▸ TEXT BLOCK:
━━━━━━━━━━

Re: e2fsck bogus error report on orphan-list

Theodore Tso <tytso@xxxxxxx> · Fri, 20 Jul 2007 00:10:52 -0400

On Fri, Jul 20, 2007 at 08:20:26AM +0900, Ryoichi KATO wrote:
> > >    1. Delete a file in an ext3 filesystem in early 1970
> > 
> > Dare I ask *why* the system clock was set in the 1970's?  Umm... don't
> > do that.
> 
> As Tim pointed out, embedded devices offten omit RTC battery.

Yes, I added the busted_fs_clock specifically to handle this.

> > There is code that detects when the time is set back in the 1970's
> > (normally due to a bad clock battery) and thus disables this
> > particular check.  So it only triggers when the clock was previously
> > bad, and is now good.
> 
> Actually, it's a *real* problem happend for my car navigation product.
> Until GPS signal is available, it's clock was 1970.
> And for servers and PCs, it's possible that RTC backup battery run out,
> then clock get set correctly afterward by, say, NTP.

Sure, but we have checks to detect if the last superblock write *or*
last mount time is before 1970, and if so, we declare the filesystem
has having a busted/insane system clock, and and we disable the
dtime/orphaned inode checks.  This in practice is plenty since it
means that the mount-time is in the 1970's, and then when NTP sets the
time, we're fine, since that's generally after the e2fsck and the
mount of the filesystem.  

So for it to trigger it requires a very strange set of modulations of
the time.  You need to have time be correct at the time of the mount
(so s_mtime is sane, implying that the RTC backup battery is not
dead), and *then* reset to the 1970's, delete some files, then be
correct when the filesystem is unmounted (so s_wtime is sane).  That's
pretty hard to accomplishl; and I would submit, even on embedded
systems.  The system clock must be crazily warping back and forth
between correct time and 1970's/insane time in order for this to be an
issue.

━━━━━━━━━━

▸ SUPPLIED RECORDS:
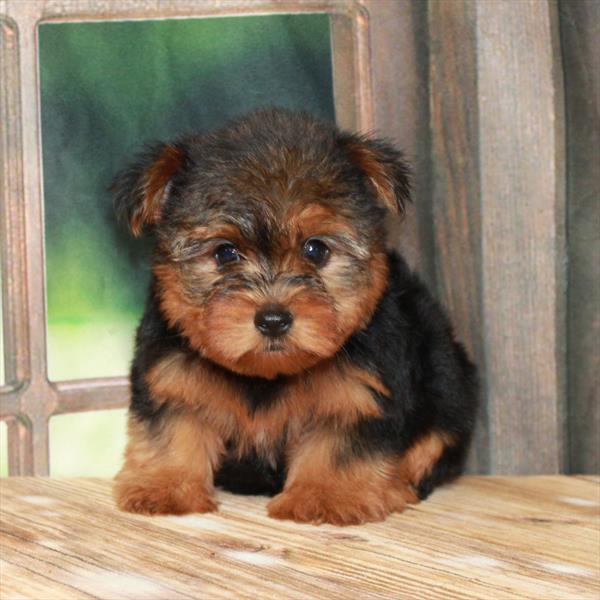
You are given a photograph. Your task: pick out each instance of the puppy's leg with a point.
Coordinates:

━━━━━━━━━━

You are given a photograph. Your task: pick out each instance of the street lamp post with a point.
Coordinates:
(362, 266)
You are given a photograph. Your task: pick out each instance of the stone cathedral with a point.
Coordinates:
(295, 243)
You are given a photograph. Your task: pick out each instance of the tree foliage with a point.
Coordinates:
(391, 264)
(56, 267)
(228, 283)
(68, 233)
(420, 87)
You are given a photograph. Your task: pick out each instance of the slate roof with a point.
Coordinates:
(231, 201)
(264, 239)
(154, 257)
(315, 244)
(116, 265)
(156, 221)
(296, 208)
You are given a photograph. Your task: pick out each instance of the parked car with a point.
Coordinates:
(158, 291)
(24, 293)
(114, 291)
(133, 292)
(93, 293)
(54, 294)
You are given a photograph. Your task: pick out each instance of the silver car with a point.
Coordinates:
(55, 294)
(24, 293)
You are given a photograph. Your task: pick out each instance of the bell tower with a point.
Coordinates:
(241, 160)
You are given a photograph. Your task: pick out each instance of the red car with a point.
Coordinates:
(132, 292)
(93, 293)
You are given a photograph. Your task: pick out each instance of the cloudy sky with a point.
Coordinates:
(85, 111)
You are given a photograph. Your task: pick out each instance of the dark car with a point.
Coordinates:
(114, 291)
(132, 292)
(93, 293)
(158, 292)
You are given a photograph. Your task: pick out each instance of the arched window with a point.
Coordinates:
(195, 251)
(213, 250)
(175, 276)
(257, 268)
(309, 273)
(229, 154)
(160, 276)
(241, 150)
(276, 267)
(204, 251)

━━━━━━━━━━

▸ WORK INSTRUCTIONS:
**1)** According to the final paragraph of the e2fsck message, what sequence of events must occur for the orphan-list check to produce the bogus error? List every step in order.
**2)** Carry on the e2fsck message from the point where it currently ends.

▸ ANSWER LIST:
**1)**
1. The time is correct when the filesystem is mounted, so s_mtime is sane.
2. The clock is then reset to the 1970s.
3. Some files are deleted.
4. The time is correct again when the filesystem is unmounted, so s_wtime is sane.

**2)**
This has been true since e2fsprogs 1.38, released June 30, 2005;
before that point we only checked s_wtime for sanity, and we did have
a few cases slip through, but ever since I added the s_wtime check, I
haven't had anyone report a problem until now.  (Although if people
don't e-mail me, and just do conference presentations, I'd have no way
of finding out unless I was lucky enough to attend the conference.  :-)

>  * It is very difficult to relate RTC to the problem.
>    No clue without digging into e2fsck source code.

Yes.  As I said, it might be a good idea to add an
unreliable_system_time config parameter to e2fsck in the future to
catch this case.  That would also document the issue to avoid future
people from running into this.

>  * -p (preen) option of e2fsck doen't fix it automatically.
>    Though I'm not sure but, maybe it's safe to correct the
>    problem automatically?

Yes, but this was deliberate; if there was a bug in the kernel's
orphan handling code, I really wanted to know about it, and if it was
just -p, most folk would never know.  (Although if there were orphan
list handling bugs, it could cause some truncates would not be
reliably replayed, so it might cause even **harder** to diagnose bugs.
Life is always full of tradeoffs.)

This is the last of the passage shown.